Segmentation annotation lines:
___

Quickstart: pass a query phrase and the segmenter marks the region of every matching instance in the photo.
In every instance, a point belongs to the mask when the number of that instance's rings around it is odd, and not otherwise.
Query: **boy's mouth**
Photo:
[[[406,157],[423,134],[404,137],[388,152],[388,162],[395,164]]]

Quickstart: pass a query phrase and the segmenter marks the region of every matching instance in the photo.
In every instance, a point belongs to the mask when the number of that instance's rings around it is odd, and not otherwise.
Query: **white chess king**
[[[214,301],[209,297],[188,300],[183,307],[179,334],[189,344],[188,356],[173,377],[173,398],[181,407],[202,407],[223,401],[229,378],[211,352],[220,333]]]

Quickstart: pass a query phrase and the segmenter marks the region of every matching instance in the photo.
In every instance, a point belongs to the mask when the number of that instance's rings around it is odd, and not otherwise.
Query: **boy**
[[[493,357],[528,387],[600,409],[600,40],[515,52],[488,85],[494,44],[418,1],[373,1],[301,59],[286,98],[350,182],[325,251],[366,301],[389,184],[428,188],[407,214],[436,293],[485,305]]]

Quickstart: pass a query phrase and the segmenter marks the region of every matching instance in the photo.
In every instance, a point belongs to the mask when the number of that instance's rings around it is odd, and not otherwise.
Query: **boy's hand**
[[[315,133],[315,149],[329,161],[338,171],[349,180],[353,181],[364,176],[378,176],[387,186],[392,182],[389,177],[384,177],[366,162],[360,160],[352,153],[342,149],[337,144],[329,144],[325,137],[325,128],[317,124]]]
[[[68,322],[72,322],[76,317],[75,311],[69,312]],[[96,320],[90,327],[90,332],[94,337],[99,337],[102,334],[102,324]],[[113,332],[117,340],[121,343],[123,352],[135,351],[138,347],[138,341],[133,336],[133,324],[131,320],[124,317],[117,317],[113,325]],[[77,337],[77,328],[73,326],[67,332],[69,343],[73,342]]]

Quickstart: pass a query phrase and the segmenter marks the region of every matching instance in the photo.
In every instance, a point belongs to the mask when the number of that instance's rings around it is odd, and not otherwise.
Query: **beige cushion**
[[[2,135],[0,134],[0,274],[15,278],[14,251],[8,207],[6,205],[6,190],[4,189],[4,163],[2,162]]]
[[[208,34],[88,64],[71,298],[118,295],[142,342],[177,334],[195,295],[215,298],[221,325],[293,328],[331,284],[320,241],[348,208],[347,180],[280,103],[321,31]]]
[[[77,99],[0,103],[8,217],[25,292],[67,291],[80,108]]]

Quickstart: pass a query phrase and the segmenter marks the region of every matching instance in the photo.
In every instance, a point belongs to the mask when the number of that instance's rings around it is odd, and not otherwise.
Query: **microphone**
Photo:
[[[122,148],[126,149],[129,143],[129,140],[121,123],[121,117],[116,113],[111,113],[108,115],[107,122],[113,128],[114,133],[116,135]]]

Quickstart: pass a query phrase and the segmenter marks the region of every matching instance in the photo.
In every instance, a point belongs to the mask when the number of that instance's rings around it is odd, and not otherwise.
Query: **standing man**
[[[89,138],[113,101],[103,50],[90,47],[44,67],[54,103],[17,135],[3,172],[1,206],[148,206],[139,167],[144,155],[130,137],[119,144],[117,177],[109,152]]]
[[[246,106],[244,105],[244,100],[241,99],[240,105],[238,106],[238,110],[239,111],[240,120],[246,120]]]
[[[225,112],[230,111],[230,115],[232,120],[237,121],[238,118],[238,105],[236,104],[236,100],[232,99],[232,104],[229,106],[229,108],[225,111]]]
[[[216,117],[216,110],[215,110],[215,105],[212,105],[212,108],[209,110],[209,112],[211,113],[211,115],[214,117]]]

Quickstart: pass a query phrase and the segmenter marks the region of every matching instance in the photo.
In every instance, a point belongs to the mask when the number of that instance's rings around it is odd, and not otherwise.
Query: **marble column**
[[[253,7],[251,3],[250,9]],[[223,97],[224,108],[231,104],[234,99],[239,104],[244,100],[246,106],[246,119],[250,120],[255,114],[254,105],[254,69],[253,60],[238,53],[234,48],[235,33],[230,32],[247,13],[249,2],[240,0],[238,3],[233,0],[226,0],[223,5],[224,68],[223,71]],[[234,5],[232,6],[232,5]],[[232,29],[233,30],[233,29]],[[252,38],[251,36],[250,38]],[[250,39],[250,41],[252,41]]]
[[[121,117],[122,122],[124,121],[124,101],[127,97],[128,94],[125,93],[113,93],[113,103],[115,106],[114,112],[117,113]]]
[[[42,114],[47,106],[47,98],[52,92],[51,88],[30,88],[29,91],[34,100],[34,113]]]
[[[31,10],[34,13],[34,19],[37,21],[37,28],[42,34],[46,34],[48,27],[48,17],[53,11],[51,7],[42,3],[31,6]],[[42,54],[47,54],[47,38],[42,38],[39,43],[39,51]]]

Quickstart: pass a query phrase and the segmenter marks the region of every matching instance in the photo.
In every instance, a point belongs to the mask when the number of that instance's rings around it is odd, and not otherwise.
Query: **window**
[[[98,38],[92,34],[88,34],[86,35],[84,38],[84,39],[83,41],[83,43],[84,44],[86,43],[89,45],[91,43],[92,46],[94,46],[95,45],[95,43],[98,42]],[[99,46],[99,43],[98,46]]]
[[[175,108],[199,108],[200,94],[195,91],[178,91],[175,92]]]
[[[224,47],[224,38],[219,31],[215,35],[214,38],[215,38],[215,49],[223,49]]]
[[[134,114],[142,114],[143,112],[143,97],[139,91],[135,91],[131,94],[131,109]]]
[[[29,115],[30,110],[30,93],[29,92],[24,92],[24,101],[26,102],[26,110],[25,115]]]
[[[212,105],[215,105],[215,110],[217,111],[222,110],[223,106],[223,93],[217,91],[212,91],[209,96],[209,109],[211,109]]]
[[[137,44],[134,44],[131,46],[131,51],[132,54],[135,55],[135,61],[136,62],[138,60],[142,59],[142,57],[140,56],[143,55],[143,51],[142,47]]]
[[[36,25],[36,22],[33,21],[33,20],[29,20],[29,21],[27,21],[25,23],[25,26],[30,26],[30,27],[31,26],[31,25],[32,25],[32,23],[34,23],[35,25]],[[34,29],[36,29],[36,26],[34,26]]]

___

__Task directions__
Copy the lines from the first line through the line containing "[[[406,157],[423,134],[404,137],[388,152],[388,162],[395,164]]]", requests included, and shift every coordinate in the answers by adding -39 to it.

__Result of the exercise__
Quickstart: pass a query phrase and the segmenter marks the region of every matching instance in the photo.
In every instance, a point belongs to the mask when the number of that instance's rings around it is odd, and not otherwise.
Query: **boy's mouth**
Photo:
[[[367,118],[384,95],[365,98],[349,113],[349,123],[356,125]]]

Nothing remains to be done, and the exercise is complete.